(Material for this task):

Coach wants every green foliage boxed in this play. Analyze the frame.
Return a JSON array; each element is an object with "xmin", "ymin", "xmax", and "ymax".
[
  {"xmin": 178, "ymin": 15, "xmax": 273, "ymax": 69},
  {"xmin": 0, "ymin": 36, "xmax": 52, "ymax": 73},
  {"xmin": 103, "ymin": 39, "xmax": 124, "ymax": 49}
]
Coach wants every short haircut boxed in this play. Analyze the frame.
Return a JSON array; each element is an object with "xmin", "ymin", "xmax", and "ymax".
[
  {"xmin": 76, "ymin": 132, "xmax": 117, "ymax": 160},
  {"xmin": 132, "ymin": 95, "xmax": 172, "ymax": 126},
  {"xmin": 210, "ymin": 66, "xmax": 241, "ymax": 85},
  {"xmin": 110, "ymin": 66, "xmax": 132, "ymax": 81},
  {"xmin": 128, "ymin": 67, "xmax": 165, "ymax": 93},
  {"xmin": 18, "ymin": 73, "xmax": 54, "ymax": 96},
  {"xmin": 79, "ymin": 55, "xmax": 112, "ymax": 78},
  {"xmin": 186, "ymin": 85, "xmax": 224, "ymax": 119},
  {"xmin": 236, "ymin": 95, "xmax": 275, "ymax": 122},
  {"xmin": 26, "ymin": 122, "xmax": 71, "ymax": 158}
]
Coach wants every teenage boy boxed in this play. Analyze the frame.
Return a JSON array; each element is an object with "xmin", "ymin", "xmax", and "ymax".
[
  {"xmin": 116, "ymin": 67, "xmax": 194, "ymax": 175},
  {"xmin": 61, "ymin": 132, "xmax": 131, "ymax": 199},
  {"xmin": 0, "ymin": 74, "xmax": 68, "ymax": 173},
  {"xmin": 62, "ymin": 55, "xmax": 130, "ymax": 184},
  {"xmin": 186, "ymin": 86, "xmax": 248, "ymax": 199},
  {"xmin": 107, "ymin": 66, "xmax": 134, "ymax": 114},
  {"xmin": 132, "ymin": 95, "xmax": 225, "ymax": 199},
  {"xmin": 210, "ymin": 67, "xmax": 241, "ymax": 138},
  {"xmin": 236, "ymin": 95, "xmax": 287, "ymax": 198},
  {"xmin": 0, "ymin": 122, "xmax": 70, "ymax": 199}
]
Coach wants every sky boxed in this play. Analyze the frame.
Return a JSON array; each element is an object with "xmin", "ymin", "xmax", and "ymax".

(Exercise description):
Copy out all the entries above again, swapping "frame" for "shot" everywhere it appears and leaving everything else as it is.

(Response to the task):
Coach wants every green foliage boxed in this play. Analyze the shot.
Return a JSON array; each element is an object with "xmin", "ymin", "xmax", and "ymax".
[
  {"xmin": 178, "ymin": 15, "xmax": 273, "ymax": 69},
  {"xmin": 0, "ymin": 36, "xmax": 52, "ymax": 73},
  {"xmin": 103, "ymin": 39, "xmax": 124, "ymax": 49}
]
Coach wants every short haircut boxed in this play. Analyze the shot.
Return a JSON array; each element is an object with "xmin", "ymin", "xmax", and "ymax".
[
  {"xmin": 76, "ymin": 132, "xmax": 117, "ymax": 160},
  {"xmin": 132, "ymin": 95, "xmax": 172, "ymax": 126},
  {"xmin": 210, "ymin": 66, "xmax": 241, "ymax": 85},
  {"xmin": 110, "ymin": 66, "xmax": 132, "ymax": 81},
  {"xmin": 128, "ymin": 67, "xmax": 165, "ymax": 93},
  {"xmin": 18, "ymin": 73, "xmax": 54, "ymax": 96},
  {"xmin": 79, "ymin": 55, "xmax": 112, "ymax": 78},
  {"xmin": 186, "ymin": 85, "xmax": 224, "ymax": 119},
  {"xmin": 236, "ymin": 95, "xmax": 275, "ymax": 122},
  {"xmin": 26, "ymin": 122, "xmax": 71, "ymax": 158}
]
Coach wants every teenage boy boxed in this play. Analyze the shot.
Return a JSON array; each element is an object with "xmin", "ymin", "xmax", and "ymax".
[
  {"xmin": 116, "ymin": 67, "xmax": 194, "ymax": 175},
  {"xmin": 61, "ymin": 132, "xmax": 131, "ymax": 199},
  {"xmin": 0, "ymin": 74, "xmax": 68, "ymax": 173},
  {"xmin": 62, "ymin": 55, "xmax": 130, "ymax": 184},
  {"xmin": 186, "ymin": 86, "xmax": 248, "ymax": 199},
  {"xmin": 107, "ymin": 66, "xmax": 134, "ymax": 114},
  {"xmin": 132, "ymin": 95, "xmax": 225, "ymax": 199},
  {"xmin": 210, "ymin": 67, "xmax": 241, "ymax": 138},
  {"xmin": 236, "ymin": 95, "xmax": 287, "ymax": 198},
  {"xmin": 0, "ymin": 122, "xmax": 70, "ymax": 199}
]
Coach wants every sky boxed in this play. Analyze the shot.
Return a JSON array; each element is an object with "xmin", "ymin", "xmax", and "ymax".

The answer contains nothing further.